Referring expression data
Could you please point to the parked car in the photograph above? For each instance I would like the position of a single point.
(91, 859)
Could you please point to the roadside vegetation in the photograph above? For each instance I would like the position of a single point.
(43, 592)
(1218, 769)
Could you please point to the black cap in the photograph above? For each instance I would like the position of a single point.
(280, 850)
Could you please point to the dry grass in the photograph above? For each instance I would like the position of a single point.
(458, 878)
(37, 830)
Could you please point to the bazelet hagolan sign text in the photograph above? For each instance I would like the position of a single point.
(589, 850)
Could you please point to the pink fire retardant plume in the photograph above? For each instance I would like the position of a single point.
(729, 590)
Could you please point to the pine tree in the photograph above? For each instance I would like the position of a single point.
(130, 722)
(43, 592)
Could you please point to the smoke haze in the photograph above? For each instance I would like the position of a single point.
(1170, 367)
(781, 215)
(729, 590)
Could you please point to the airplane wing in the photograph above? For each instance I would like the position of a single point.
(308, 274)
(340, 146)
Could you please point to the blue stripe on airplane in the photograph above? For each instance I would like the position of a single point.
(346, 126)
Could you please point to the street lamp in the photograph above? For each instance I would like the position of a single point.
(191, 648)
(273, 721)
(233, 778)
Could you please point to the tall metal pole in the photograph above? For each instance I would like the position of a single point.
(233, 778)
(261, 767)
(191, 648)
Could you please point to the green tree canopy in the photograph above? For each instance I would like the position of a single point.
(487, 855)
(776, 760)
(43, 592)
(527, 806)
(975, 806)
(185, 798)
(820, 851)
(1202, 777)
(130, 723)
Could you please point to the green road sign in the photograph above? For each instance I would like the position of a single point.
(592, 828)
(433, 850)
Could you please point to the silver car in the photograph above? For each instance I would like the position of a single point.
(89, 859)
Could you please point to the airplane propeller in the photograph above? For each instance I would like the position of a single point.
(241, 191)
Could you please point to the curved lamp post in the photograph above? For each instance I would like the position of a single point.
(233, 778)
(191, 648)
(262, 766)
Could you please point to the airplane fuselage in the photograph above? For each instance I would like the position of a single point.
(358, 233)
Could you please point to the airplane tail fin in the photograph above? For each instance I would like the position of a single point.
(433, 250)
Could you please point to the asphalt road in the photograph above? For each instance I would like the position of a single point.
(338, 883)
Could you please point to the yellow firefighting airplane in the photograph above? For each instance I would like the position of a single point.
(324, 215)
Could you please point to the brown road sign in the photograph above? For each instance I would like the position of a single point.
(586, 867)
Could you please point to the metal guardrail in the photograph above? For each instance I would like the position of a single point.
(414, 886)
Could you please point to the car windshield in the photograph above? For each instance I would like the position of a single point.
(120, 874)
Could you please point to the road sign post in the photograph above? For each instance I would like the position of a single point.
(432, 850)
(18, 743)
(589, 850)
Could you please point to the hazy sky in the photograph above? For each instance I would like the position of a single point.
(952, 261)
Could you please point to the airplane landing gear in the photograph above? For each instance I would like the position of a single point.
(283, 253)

### Work request
Without omitting anything, reproduce the whole of the data.

### Expected answer
Could you please point to the parked car in the photograph above? For each instance I would like the position of a single point.
(91, 859)
Could you please point to the roadside vegetation in the photograph above? For each instance I would like the position of a single point.
(43, 592)
(1218, 769)
Could you please point to the black cap in the photograph above? For each instance I would like the position of a single point.
(280, 850)
Could you please point to the dry grass in the photograph above? For each instance I would like the position of a single point.
(458, 878)
(37, 830)
Could you please point to the bazelet hagolan sign text in the photograph above? For each instance I would like the position of a single point.
(589, 850)
Could you please point to the pink fire retardant plume in the photograph above? For each instance I would like the position of a single point.
(729, 590)
Could you please point to the pine tree in the photograph above? For each instance I would like the position of a single point.
(130, 722)
(43, 592)
Could you please point to the smoke haze in the photograph above? For each instance I would like the position of a single point.
(1170, 367)
(781, 215)
(729, 590)
Could you please point to the airplane wing in the photograph above? For each instance I would like the position of a single point.
(308, 274)
(340, 146)
Could you please point to the blue stripe on airplane in the photograph above? For each instance I would like the position of a single point.
(346, 126)
Could you please point to the street lamp in the photograph above? For each instance I would like the position of a single point.
(191, 648)
(273, 721)
(233, 778)
Could you please point to the tall metal pole in the photograph above? For each instance I would like the position of a single point.
(233, 778)
(261, 767)
(191, 648)
Could you please point to the green tree canopy in the photograph above? For each instance I would like the position of a single point.
(487, 855)
(776, 760)
(43, 592)
(527, 806)
(975, 806)
(185, 798)
(820, 851)
(1202, 777)
(130, 723)
Could you please point to the green road sign in the photograph above? For each instance I would like the position of a single point.
(592, 828)
(433, 850)
Could you please point to the silver car in the photograph above? For each instance I would like the position of a single point.
(89, 859)
Could you please point to the airplane propeller in the photograph above? For each instance I would like the position of a single point.
(241, 191)
Could you please point to the curved lamp post in the photograph above? For each instance I would like the position of a single point.
(233, 778)
(191, 648)
(262, 766)
Could you please point to the airplane fuselage in the photograph above? For each instance I would like the position of a single point.
(358, 233)
Could you please point to the airplane tail fin in the photograph above? For each instance I would like the position of a single point.
(433, 250)
Could you please point to the asphalt road in the photograph above? For each instance I would like the position of a single point.
(338, 883)
Could you please point to the yellow firefighting airplane in the photograph above? For each instance I would like the position of a single point.
(324, 215)
Could you please point to the brown road sign in the photograph above? For each instance I would like the position of a single point.
(586, 867)
Could you please point to the metal guardrail in the photograph above? For each instance I would like the position of a single point.
(414, 886)
Could you please point to the car windshield in the photograph above? For each instance I would like the position of a single point.
(120, 874)
Could you please point to the road sign post in the photograph above? For each instance I would like the position of a single point.
(432, 850)
(18, 743)
(589, 850)
Could you please point to the hazy sky in the photograph above? For each instance I would like the position of a single point.
(952, 261)
Could you please point to the airplane landing gear in the photograph above? For each instance I would like the position of a single point.
(283, 253)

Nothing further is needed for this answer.